━━ Data shown ━━

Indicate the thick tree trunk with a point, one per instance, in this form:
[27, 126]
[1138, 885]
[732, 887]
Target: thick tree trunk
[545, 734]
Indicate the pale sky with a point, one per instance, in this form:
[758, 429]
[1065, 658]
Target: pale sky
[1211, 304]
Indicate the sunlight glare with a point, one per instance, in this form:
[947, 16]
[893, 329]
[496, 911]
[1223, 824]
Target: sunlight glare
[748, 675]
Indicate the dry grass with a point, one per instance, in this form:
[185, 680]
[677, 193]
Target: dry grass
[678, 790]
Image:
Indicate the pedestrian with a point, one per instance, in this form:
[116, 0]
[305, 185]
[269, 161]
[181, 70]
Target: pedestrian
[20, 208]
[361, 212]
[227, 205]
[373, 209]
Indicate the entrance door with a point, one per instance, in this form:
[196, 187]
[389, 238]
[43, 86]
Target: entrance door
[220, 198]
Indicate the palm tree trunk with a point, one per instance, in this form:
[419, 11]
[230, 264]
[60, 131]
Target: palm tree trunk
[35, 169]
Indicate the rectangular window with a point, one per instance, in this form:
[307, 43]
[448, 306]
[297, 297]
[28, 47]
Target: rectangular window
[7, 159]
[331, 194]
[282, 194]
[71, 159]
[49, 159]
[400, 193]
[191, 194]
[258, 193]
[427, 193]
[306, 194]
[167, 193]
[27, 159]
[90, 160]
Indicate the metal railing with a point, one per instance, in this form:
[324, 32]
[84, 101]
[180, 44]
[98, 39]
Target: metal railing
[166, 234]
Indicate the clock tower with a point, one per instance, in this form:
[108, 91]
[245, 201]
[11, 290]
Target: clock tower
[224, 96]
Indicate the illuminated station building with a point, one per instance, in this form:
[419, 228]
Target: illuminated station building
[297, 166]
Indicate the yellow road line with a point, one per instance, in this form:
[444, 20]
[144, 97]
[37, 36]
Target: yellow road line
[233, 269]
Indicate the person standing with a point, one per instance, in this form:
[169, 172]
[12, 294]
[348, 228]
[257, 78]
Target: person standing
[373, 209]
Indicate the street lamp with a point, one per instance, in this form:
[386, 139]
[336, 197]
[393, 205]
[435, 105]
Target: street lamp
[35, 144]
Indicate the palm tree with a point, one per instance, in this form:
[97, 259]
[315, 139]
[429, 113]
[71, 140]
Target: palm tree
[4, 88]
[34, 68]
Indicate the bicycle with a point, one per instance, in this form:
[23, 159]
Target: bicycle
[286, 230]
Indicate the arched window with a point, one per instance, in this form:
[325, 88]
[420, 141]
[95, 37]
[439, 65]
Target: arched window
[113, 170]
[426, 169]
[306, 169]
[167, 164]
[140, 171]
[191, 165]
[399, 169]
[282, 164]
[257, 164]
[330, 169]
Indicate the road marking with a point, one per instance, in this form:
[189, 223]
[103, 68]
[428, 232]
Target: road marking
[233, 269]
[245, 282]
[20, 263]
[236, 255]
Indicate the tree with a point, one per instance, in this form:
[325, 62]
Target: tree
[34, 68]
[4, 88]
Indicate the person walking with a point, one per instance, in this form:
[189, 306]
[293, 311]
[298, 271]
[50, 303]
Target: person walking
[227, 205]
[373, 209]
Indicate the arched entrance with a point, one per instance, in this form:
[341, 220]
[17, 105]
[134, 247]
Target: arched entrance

━━━

Give the stretch of the data from the line containing "Indicate the illuminated" through the end as a Markdown table with the columns Row and Line. Number each line in order and leave out any blank lines.

| Row | Line |
|---|---|
| 1 | Indicate the illuminated station building with a point, one per instance, in this form: |
| 2 | [419, 228] |
| 3 | Target: illuminated station building |
| 4 | [297, 166] |
| 5 | Indicate the yellow road line with a point, one per instance, in this form: |
| 6 | [444, 20] |
| 7 | [144, 97] |
| 8 | [37, 36] |
| 9 | Target: yellow road line |
| 10 | [233, 269] |
| 11 | Indicate the person standing with a point, one per instance, in this form: |
| 12 | [169, 172] |
| 13 | [12, 294] |
| 14 | [348, 228] |
| 15 | [257, 78] |
| 16 | Target: person standing |
| 17 | [373, 209] |
| 18 | Indicate the street lamp with a point, one per instance, in this form: |
| 19 | [386, 139] |
| 20 | [336, 197] |
| 21 | [393, 205] |
| 22 | [435, 105] |
| 23 | Target: street lamp |
| 24 | [35, 144] |
| 25 | Indicate the palm tree with a point, one per instance, in this form: |
| 26 | [97, 259] |
| 27 | [315, 139] |
| 28 | [429, 113] |
| 29 | [71, 140] |
| 30 | Target: palm tree |
| 31 | [4, 88] |
| 32 | [34, 68] |
| 33 | Indicate the bicycle with a point, one per instance, in this form: |
| 34 | [23, 159] |
| 35 | Target: bicycle |
| 36 | [286, 230] |
| 37 | Indicate the arched window with a point, one per instance, in this form: |
| 38 | [325, 88] |
| 39 | [420, 141] |
| 40 | [95, 37] |
| 41 | [439, 65] |
| 42 | Target: arched window |
| 43 | [113, 170] |
| 44 | [426, 169] |
| 45 | [306, 169] |
| 46 | [167, 164] |
| 47 | [140, 171] |
| 48 | [191, 165] |
| 49 | [399, 169] |
| 50 | [282, 164] |
| 51 | [257, 164] |
| 52 | [330, 169] |
| 53 | Indicate the road marking with a point, one per instance, in this form: |
| 54 | [189, 223] |
| 55 | [103, 68] |
| 56 | [428, 232] |
| 57 | Target: road marking |
| 58 | [233, 269] |
| 59 | [245, 282] |
| 60 | [20, 263] |
| 61 | [236, 255] |
| 62 | Indicate the tree with a point, one per instance, in this form: |
| 63 | [325, 62] |
| 64 | Target: tree |
| 65 | [34, 68] |
| 66 | [4, 88] |
| 67 | Indicate the person walking with a point, one per instance, in this form: |
| 68 | [189, 306] |
| 69 | [293, 311] |
| 70 | [298, 271] |
| 71 | [50, 303] |
| 72 | Target: person walking |
| 73 | [227, 205] |
| 74 | [373, 209] |
| 75 | Indicate the arched entrance with a point, one per instance, in this form: |
| 76 | [341, 220] |
| 77 | [17, 105] |
| 78 | [134, 247] |
| 79 | Target: arched entrance |